* [SUPPLIED MATERIAL]
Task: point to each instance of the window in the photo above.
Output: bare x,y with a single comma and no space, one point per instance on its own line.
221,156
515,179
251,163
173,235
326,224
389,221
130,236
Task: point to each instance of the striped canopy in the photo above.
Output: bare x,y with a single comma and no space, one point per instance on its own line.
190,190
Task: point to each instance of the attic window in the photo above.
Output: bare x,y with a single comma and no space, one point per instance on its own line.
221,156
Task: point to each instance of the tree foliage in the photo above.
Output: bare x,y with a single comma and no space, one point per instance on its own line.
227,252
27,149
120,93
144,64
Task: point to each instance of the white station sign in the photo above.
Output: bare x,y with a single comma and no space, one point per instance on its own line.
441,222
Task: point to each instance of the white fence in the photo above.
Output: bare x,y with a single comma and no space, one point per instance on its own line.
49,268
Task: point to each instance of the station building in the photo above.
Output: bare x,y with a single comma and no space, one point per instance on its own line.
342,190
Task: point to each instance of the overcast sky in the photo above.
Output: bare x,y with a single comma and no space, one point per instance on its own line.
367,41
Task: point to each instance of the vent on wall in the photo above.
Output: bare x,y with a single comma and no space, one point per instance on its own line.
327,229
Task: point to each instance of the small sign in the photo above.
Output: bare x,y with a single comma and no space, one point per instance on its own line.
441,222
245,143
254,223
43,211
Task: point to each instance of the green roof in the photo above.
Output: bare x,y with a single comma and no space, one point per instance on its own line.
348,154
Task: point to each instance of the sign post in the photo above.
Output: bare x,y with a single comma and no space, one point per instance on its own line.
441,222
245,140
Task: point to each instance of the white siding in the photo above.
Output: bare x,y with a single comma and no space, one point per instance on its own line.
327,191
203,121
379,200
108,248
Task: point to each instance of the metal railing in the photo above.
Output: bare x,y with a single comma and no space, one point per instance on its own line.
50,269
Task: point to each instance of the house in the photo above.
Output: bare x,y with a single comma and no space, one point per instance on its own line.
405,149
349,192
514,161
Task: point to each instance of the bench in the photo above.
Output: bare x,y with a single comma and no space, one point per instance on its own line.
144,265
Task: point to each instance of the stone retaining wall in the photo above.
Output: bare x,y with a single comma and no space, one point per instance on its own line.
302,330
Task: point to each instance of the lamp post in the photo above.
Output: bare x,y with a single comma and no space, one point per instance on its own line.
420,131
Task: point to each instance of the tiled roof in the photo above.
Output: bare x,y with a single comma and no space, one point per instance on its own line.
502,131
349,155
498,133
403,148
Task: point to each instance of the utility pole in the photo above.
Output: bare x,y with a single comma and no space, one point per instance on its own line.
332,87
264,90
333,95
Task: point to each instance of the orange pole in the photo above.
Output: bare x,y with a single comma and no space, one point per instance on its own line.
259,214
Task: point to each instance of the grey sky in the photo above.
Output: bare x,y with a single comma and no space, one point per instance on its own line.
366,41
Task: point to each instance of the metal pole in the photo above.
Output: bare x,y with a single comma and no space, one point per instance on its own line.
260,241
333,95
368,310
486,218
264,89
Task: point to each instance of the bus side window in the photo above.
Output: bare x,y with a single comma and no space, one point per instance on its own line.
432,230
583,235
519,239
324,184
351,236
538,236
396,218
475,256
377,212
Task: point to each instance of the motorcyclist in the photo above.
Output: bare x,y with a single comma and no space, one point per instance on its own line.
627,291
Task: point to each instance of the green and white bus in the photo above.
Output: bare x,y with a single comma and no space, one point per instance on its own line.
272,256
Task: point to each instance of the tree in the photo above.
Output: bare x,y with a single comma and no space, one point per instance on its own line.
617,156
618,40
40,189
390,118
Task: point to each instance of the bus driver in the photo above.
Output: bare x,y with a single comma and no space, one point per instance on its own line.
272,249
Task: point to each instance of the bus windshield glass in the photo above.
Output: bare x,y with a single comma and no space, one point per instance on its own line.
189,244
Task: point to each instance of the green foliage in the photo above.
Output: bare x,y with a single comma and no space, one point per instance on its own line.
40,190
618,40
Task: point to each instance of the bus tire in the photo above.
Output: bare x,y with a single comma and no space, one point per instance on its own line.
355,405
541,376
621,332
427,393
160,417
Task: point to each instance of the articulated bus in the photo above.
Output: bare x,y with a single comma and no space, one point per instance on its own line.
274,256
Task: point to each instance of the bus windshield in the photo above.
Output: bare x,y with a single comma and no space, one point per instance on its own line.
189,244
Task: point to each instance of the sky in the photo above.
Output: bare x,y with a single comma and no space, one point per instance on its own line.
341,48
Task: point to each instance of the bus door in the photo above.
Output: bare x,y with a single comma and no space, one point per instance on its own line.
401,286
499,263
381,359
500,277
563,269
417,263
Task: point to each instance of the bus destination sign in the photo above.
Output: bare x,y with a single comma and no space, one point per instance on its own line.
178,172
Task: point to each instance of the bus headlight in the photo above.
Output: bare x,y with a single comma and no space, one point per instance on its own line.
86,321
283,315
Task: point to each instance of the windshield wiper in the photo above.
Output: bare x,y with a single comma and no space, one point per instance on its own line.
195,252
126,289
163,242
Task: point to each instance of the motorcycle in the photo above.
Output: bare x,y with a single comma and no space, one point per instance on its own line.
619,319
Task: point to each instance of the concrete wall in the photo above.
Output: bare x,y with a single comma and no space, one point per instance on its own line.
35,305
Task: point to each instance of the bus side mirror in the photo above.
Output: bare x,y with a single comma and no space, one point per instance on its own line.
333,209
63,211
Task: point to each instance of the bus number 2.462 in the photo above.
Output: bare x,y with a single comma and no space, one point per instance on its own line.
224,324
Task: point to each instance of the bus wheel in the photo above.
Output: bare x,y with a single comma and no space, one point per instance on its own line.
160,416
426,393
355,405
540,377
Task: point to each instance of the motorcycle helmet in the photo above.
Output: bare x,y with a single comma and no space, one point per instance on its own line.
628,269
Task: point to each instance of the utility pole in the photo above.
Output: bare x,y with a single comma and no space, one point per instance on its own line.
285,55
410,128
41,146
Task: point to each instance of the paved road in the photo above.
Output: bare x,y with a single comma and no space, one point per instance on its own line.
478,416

* [TASK ITEM] Transcribe the data above exactly as it reads.

* [ANSWER TO THIS PROBLEM]
Task: point to each instance of the window in the photo above.
Output: bare x,y with a single comma and no space, one point per instance on its own line.
221,156
515,179
251,163
173,235
326,224
389,221
130,236
Task: point to each instance of the striped canopy in the photo above.
Output: bare x,y with a single comma and no space, one point per instance on its own line.
190,190
Task: point to each instance of the attic window in the photo above.
Output: bare x,y with a single comma and no space, one point per instance on its own line.
221,156
Task: point to each instance of the tree foliage in the photo above.
Output: bare x,y with a single comma and no space, one point per instance on its own line.
227,252
27,149
120,93
144,64
Task: point to each instance of the white station sign in the photo above.
Output: bare x,y with a single comma and no space, one point per instance on its own line.
441,222
Task: point to each instance of the white fence in the photo above.
Output: bare x,y with a single comma and no space, one point per instance on its own line.
49,268
Task: point to each instance of the station building in the photo above.
Output: bare x,y with a single comma and no space, one point per instance on its own line.
342,190
Task: point to each instance of the overcast sky in the photo above.
Output: bare x,y with a single comma and no space, one point per instance on its own line.
367,41
Task: point to each instance of the vent on wall in the photo above.
Output: bare x,y with a single comma and no space, one point per instance on its own line.
327,229
Task: point to each instance of the small sign in the photo above.
Output: bare x,y with a single comma and no space, one point per instance on its own line.
441,222
245,143
254,223
43,211
Task: point to each instance of the green roof in the photo above.
Output: bare x,y with a single comma and no space, one point per instance on its own line.
348,154
Task: point to each instance of the sign post in the photo above.
Output: bare x,y with a single comma and no space, one point per instance on its own line.
441,222
245,140
Task: point to each instance of the white siding in the photo above.
Output: bare x,y with a single comma and no space, one point per instance on its own line.
327,191
203,121
379,200
108,248
Task: point to each instance of the metal railing in the photo above.
Output: bare x,y with a single comma and no space, one point per instance on its own line.
50,269
Task: point to each instance of the house in the photo above.
Output: bare x,y with a single comma and no space, one point per instance on its own line.
405,149
349,192
514,161
Task: point to each instance of the bench in the photo above.
Output: bare x,y with a single comma and no space, one point per instance on its own line.
144,265
Task: point to each instance of the stone retaining wall in the photo above.
Output: bare x,y with a single comma and no space, one point per instance on its own line.
302,330
Task: point to each instance of the lamp post in the photo above.
Output: bare x,y with a single comma and no space, one point per instance on its own line.
420,131
Task: point to each instance of the tiled roof in the photo above.
Output: bare x,y with a single comma and no space, one point per instance on its own line.
502,131
349,155
498,133
403,148
Task: point to each instance of the utility pole in the photo above.
Output: bare x,y with a single comma and no space, one point per instance on its own line.
332,87
264,90
333,95
Task: point to each instance of the orange pole in the photo above.
Output: bare x,y with a single comma and no space, one point per instance on its own line.
259,214
Task: point to each instance of the grey sky in the photo above.
Output: bare x,y with a single comma and no space, one point per instance on its own line.
366,41
Task: point to each instance of the metal pole in the photo above.
Output: bare x,y with a single comma and no space, one point per instance on its own line.
260,241
333,95
368,310
486,218
264,89
Task: point to each instance of the bus side window in the photo above.
Output: bare x,y with a single comma and no space, one point per instance on its own line.
432,230
583,235
519,239
324,184
351,236
538,236
396,218
475,256
377,212
Task: point to each instance of the motorcyclist in the photo above.
Output: bare x,y with a single comma and no space, one point per instance on its own line.
627,291
Task: point to each instance of the green and white bus in the photo above.
Output: bare x,y with a single comma and no space, one point per instance on its own line.
272,256
Task: point to each instance of the tree in the photo above.
Output: bare x,y with a single comma and no space, one point per instance on its own line.
617,156
618,40
40,189
390,118
Task: point to each instance of the bus driver in the photo above.
Output: bare x,y with a single comma and no space, one point per instance on its own line.
272,249
Task: point to each instance of the bus windshield glass in the photo above.
Output: bare x,y with a single comma and no space, one point per instance on its own line.
189,244
Task: point to each instance of the green foliage in the photo above.
Output: bare x,y with a single comma and no space, one point per instance on its own line.
40,190
618,40
Task: point to each instance of the bus tire in the photo above.
Output: bare x,y with a single comma and no space, one point per instance on its own line.
355,405
541,376
621,332
427,393
160,417
Task: point to each instance of the articulated bus in the photo above.
Output: bare x,y with a single comma and no space, one point per instance on its own line.
274,256
Task: point to each instance of the bus windshield in the photo above.
Output: bare x,y with a single comma and no space, one point per instance on its own line.
189,244
Task: point to each instance of the sky in the photo above.
Output: bare x,y with a single comma and no space, one point per instance on its own line.
341,48
Task: point to each instance of the bus door in the photo above.
Output: bare x,y with a single comma and no space, one point per instance on its own line.
401,286
499,263
381,359
500,277
563,269
417,263
Task: point to each instance of the bus destination sign in the photo above.
Output: bare x,y with a single comma and no space, one point per instance on its own line.
178,172
Task: point to each instance of the bus headlight in the photo above.
Output: bare x,y with a single comma and no space, one point per instance on its own line.
86,321
283,315
Task: point to each instance of the windshield wiper in the photo above.
Output: bare x,y with a single comma and no space, one point per instance on its own line.
195,252
126,289
163,242
Task: point to each instance of the motorcycle in the photo above.
Output: bare x,y with a single comma and no space, one point per instance on its own line.
619,319
Task: point to each instance of the concrete wall in the photo above.
Output: bare x,y with a single comma and no space, one point per instance on its own line.
35,305
Task: point to each instance of the bus side mirror in the photo above.
Output: bare x,y with a single comma and no space, one point per instance on its own line.
333,209
63,211
Task: point to each instance of the bus number 2.462 in the photo above.
Output: bare x,y with a single comma and no space, one point per instance on its own line.
224,324
Task: point to each instance of the bus wheel in the photo above.
Output: bare x,y with a single comma and no space, one point per instance on its own line.
160,416
426,393
355,405
540,377
Task: point to each instance of the motorcycle helmet in the photo above.
Output: bare x,y with a single comma and no space, one point per instance on its own line.
628,269
Task: point to each instance of the utility pole in the photo above.
Output: bare x,y with a single comma and no space, one point per instance on its own line.
285,55
410,128
41,146
Task: point to each instance of the paved road in the photo above.
Output: bare x,y with a single comma and no space, one point per instance on its own line.
478,416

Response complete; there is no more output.